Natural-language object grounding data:
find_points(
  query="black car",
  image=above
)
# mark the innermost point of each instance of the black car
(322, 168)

* [PROMPT] An exact copy of every entry above is required.

* [TASK OUTPUT]
find_points(
  query="black car",
  image=above
)
# mark the innermost point of each instance of the black car
(322, 168)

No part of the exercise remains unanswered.